:: WHAT NEEDS TO BE DONE ::
Gather and copy every line of the records below that contains the string "metal". The match is case-sensitive.

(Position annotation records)
___
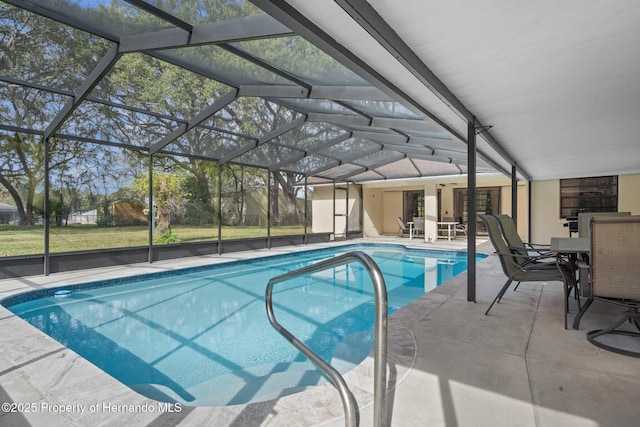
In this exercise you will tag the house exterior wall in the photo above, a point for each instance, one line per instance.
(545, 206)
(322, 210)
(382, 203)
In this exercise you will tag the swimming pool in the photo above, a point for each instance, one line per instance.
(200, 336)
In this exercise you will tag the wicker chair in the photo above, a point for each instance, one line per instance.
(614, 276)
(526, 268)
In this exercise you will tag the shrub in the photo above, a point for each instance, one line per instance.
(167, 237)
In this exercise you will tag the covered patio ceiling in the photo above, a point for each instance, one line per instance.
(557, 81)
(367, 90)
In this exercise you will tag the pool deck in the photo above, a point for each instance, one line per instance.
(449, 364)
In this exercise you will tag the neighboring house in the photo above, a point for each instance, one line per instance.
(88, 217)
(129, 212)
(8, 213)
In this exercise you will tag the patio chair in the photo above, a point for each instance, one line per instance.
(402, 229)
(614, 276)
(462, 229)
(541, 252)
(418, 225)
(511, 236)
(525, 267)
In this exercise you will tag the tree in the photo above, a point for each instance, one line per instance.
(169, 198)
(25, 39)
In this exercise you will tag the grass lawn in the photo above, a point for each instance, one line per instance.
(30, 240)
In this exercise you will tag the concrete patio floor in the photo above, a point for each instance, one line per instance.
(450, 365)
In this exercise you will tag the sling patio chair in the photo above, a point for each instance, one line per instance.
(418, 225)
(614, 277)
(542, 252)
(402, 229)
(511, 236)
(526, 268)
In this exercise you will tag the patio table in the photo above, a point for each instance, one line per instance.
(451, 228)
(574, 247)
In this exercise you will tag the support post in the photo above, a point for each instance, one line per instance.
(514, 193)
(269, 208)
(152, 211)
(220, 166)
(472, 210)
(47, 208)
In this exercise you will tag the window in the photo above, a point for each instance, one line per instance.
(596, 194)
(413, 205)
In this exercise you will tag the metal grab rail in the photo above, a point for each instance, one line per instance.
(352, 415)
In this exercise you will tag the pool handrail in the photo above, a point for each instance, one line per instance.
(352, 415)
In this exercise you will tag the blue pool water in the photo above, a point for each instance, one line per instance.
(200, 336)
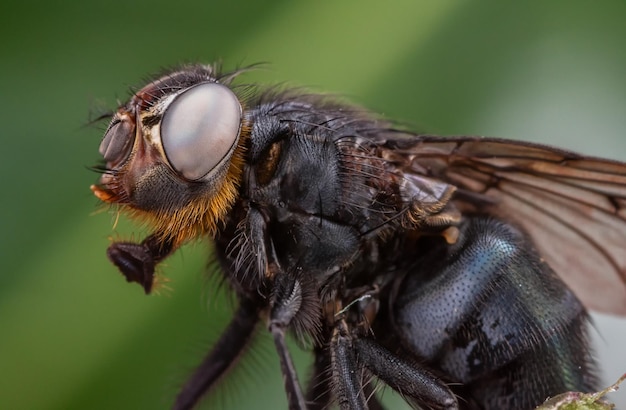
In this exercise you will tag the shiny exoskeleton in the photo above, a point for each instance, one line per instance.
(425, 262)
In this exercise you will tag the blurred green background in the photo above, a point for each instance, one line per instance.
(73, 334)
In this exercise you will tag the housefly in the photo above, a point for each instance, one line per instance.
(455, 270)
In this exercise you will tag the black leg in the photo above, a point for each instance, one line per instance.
___
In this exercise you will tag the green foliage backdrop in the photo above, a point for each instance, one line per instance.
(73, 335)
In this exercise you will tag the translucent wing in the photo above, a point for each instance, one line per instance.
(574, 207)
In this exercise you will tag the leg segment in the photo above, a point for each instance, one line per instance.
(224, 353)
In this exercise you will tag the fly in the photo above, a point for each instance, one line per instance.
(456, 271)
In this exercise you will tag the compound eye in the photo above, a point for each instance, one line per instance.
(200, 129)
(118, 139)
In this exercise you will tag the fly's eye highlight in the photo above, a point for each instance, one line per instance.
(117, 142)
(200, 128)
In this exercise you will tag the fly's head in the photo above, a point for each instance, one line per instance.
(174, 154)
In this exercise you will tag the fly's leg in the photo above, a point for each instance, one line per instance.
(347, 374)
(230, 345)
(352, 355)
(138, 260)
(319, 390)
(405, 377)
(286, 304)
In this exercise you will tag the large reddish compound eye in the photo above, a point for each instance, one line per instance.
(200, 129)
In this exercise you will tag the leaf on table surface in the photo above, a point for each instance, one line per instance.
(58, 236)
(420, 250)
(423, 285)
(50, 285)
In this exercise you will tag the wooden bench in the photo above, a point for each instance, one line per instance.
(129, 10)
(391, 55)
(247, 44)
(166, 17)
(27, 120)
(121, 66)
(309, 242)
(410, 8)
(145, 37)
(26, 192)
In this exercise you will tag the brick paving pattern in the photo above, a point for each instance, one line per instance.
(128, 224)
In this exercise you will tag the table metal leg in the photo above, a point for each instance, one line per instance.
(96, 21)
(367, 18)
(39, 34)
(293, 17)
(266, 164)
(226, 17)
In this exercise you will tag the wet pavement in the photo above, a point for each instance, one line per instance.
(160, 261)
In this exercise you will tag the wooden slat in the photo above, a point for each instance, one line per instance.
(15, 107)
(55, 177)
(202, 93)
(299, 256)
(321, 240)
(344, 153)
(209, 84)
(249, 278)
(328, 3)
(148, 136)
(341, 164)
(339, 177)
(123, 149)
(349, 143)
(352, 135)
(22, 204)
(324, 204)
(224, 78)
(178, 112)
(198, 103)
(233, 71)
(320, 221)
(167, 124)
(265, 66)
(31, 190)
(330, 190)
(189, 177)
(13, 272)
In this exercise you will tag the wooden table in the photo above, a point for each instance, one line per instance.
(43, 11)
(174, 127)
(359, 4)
___
:: EXERCISE OUTPUT ::
In this exercise you will tag the metal grab rail in the photo above, a point for each instance, one line per instance.
In this exercise you will tag the table metal leg in the photo above, a point for each instance, one line per instance.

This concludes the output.